§ Your task
The answer must consist of every line in the data that contains "instance".

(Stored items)
-- -- --

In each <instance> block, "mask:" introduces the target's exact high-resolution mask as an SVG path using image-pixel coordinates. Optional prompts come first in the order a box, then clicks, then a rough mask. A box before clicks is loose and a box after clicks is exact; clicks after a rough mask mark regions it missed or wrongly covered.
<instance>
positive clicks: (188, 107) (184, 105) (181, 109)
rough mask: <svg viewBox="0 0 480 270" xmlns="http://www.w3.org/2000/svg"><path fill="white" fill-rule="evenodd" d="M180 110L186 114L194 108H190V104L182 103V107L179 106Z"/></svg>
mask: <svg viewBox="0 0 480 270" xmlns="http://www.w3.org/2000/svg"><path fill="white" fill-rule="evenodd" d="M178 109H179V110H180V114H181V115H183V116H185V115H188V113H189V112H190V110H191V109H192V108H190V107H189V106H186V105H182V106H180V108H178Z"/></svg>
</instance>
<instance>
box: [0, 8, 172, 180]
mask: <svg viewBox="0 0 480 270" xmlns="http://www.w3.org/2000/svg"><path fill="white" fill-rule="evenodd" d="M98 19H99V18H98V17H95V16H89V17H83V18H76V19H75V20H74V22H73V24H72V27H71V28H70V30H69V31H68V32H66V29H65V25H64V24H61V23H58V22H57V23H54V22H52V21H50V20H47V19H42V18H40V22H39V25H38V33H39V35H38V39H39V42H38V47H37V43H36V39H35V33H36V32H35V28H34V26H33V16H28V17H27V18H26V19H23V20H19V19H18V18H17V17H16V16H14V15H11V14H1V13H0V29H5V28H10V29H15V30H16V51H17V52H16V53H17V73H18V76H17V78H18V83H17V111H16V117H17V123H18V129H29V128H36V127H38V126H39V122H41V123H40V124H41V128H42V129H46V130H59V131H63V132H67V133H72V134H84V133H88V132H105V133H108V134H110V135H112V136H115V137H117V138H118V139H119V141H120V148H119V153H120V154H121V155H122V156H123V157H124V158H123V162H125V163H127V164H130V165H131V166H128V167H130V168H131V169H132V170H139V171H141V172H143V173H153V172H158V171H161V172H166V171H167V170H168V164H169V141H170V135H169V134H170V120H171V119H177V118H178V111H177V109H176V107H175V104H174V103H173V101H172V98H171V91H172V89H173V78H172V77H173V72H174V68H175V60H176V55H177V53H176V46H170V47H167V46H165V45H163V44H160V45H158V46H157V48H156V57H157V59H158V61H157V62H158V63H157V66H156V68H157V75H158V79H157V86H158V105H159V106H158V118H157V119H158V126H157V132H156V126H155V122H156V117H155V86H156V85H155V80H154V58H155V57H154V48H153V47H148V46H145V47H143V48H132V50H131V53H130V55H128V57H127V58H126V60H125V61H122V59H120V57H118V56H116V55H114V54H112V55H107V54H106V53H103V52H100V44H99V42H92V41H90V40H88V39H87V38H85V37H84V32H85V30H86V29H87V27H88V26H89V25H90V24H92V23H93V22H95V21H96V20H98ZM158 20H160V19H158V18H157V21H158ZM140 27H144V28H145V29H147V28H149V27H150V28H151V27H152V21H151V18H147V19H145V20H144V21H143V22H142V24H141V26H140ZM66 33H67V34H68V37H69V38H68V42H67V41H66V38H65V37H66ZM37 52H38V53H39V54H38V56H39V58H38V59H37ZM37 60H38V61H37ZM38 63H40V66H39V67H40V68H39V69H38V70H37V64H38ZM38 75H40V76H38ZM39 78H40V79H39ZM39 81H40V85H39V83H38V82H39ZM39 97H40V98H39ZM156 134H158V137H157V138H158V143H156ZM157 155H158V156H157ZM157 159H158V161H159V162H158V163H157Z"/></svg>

-- -- --

§ Result of the task
In each <instance> block, "mask:" introduces the target's exact high-resolution mask as an SVG path using image-pixel coordinates. Optional prompts come first in the order a box, then clicks, then a rough mask. A box before clicks is loose and a box after clicks is exact; clicks after a rough mask mark regions it missed or wrongly covered.
<instance>
</instance>
<instance>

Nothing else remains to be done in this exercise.